__Document text__

^^^^

The evaluation of a startup is a major topic for investors, and as a result any startupper must master it if they want to find funding for their project and see their merits properly recognized.
Evaluating a startup is obviously much more difficult than evaluating a mature business, especially when the startup is in its early stages. There are, in fact, different positions on the best method to use, sometimes conflicting, and striking cases of exaggeratedly underestimated or overestimated valuations of some startups in the face of actual results over time often make the news.
Why the evaluation of a startup is important
For a startupper, knowing the value of his or her entrepreneurial activity is crucial for presenting oneself knowledgeably to potential investors or lenders and having benchmarks without being at the mercy of others' estimates. But also to monitor the progress of the project and identify strengths and weaknesses to act on.
In the early stages of a startup's life, when there are still few numbers, or none at all, valuation is particularly subject to variability and sees quantitative and qualitative parameters mixed together. Especially at this stage, knowing how to provide credible and reasoned valuations is a strategy for conveying one's value (real and potential) effectively to potential investors.

^^^^

Box annotations for photos

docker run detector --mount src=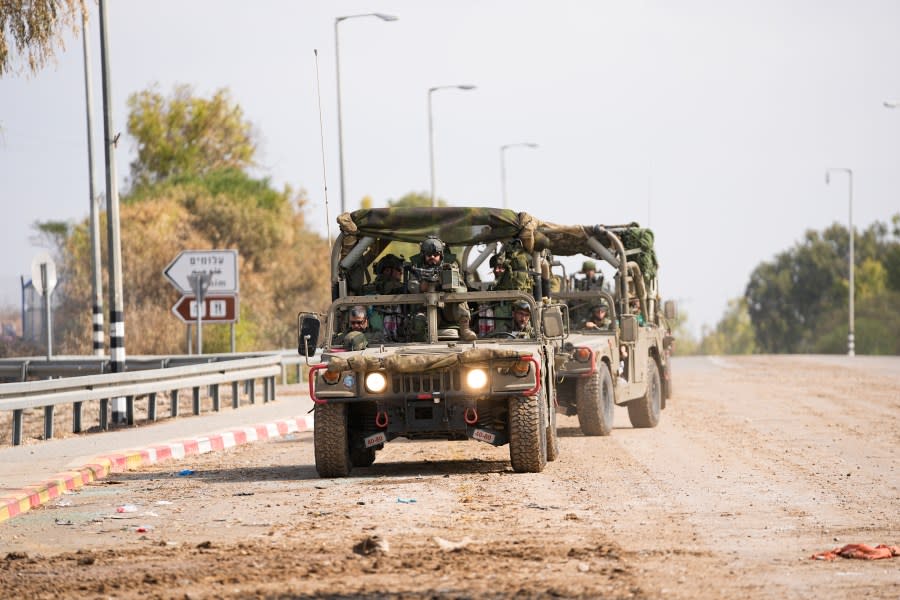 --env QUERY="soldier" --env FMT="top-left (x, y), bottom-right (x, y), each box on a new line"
top-left (409, 235), bottom-right (478, 342)
top-left (339, 304), bottom-right (384, 350)
top-left (509, 300), bottom-right (532, 338)
top-left (584, 304), bottom-right (612, 329)
top-left (577, 260), bottom-right (603, 290)
top-left (374, 254), bottom-right (404, 294)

^^^^

__What to do__
Please continue the text on startup valuation above, picking up right after its final sentence.

__Response to this task__
The evaluation of a startup is the information that allows calculating the percentage of each equity stake to be assigned to equity investors. It is therefore an essential preliminary step for any equity financing operation and capital increase.
KPIs: what they are and what they are used for
KPIs are Key Performance Indicators, used to monitor and measure the performance of a specific business or activity and demonstrate their validity. There are countless of them, but not for all activities do they all serve; in fact, it would be extremely counterproductive in terms of time and data relevance not to make a proper selection of KPIs that are truly meaningful to one's business.
In practice, KPIs or metrics are numerical values that summarize the results achieved by certain activities in relation to their objectives (gaining revenue, acquiring data, acquiring customers, etc.). The data on which they are based depend, of course, on the type of activity, and can be, in addition to simple sales data, customer feedback, actions taken by the users to whom an activity was targeted, the abandonment rate of a website, the click-through rate on a given piece of content, etc.
Often metrics work well when used in pairs, that is, comparing two metrics with each other to obtain a third data point that is more significant than the first two taken individually.
The main KPIs useful for evaluating a startup can be divided into three categories:
- validation
- performance
- financial.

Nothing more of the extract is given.